All entries below must be written out verbatim, and the images must be dropped.

Available data »
►

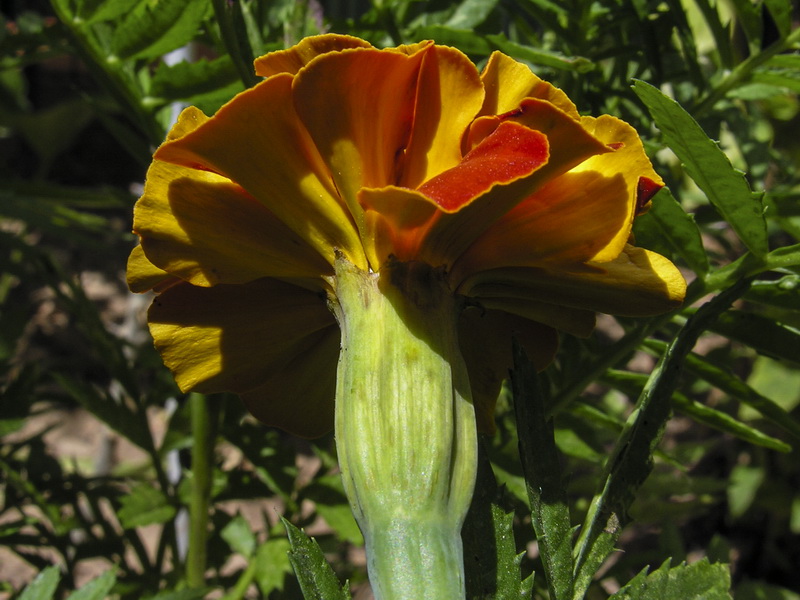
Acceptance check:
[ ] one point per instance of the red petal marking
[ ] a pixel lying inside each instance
(645, 190)
(512, 151)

◄

Response area »
Acceptance check:
[ ] one point per instance of the red petal marking
[ ] a pixel lying inside each instance
(645, 190)
(512, 151)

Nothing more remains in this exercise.